- **VORLIEGENDER TEXT**
——————

Ein wenig schizophren ist die Sache schon: Jetzt prügeln Leute den Iran für die Verletzung des Abkommens über das iranische Atomprogramm, die dieses, schon bevor es 2016 in Kraft trat, als völlig wertlos bezeichnet haben. Ist es dann nicht egal, ob der JCPOA (Joint Comprehensive Plan of Action), wie der Atomdeal offiziell heißt, eingehalten wird oder nicht? Ist es nicht besser, ihn eher heute als morgen auf den Misthaufen der Geschichte zu schmeißen?
Es ist eben nicht ganz so einfach. Was unabhängige Experten gebetsmühlenartig in den vergangenen Jahren wiederholt haben, wird nun vorexerziert: Mit dem Atomdeal wurde vor genau vier Jahren in Wien nicht der Stein der Weisen gefunden. Aber der zumindest temporäre Wert im Sinne der atomaren Nichtverbreitung war unbestreitbar: Der Atomdeal rückte den Iran auf Jahre ein sattes Stück von der Schwelle weg, genügend angereichertes Uran für eine Atombombe ansammeln zu können.

——————

- **DATENTEIL**
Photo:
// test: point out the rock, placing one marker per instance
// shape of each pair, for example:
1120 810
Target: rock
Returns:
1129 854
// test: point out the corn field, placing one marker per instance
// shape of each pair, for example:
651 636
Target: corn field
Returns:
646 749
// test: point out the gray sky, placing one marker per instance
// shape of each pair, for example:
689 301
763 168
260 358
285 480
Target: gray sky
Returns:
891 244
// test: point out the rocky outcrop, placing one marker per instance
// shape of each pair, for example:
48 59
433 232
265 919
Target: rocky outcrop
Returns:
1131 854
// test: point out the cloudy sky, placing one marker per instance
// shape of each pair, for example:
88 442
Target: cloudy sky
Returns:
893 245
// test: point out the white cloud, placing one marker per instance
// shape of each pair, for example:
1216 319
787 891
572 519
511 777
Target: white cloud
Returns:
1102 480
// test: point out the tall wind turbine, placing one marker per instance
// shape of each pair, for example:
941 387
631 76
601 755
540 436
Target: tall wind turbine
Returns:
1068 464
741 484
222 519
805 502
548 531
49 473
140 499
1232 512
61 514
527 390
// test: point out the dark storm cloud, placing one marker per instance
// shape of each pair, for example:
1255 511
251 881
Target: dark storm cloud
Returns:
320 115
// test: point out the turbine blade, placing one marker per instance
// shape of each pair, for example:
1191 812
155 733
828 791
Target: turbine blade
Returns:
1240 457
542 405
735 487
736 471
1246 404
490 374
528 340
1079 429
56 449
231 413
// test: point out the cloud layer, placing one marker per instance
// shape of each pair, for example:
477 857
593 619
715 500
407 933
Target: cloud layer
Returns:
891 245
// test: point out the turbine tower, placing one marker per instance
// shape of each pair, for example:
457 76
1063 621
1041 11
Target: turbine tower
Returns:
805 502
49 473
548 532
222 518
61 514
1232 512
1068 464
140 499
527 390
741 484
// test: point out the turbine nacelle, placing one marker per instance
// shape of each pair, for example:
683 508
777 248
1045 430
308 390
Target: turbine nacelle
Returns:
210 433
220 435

——————

- **GESTELLTE AUFGABE 1**
Beantworten Sie zum Text über den Atomdeal:
(a) Wie heißt der Atomdeal offiziell?
(b) In welchem Jahr trat das Abkommen in Kraft?
(c) Wovon rückte der Atomdeal den Iran auf Jahre ein sattes Stück weg?
- **GESTELLTE AUFGABE 2**
Schreiben Sie aus dem Text über den Atomdeal alles von „Es ist eben“ bis hinunter zu „ansammeln zu können.“ wortgetreu ab.

- **LÖSUNG 1**
(a) JCPOA (Joint Comprehensive Plan of Action)
(b) 2016
(c) Von der Schwelle, genügend angereichertes Uran für eine Atombombe ansammeln zu können

- **LÖSUNG 2**
Es ist eben nicht ganz so einfach. Was unabhängige Experten gebetsmühlenartig in den vergangenen Jahren wiederholt haben, wird nun vorexerziert: Mit dem Atomdeal wurde vor genau vier Jahren in Wien nicht der Stein der Weisen gefunden. Aber der zumindest temporäre Wert im Sinne der atomaren Nichtverbreitung war unbestreitbar: Der Atomdeal rückte den Iran auf Jahre ein sattes Stück von der Schwelle weg, genügend angereichertes Uran für eine Atombombe ansammeln zu können.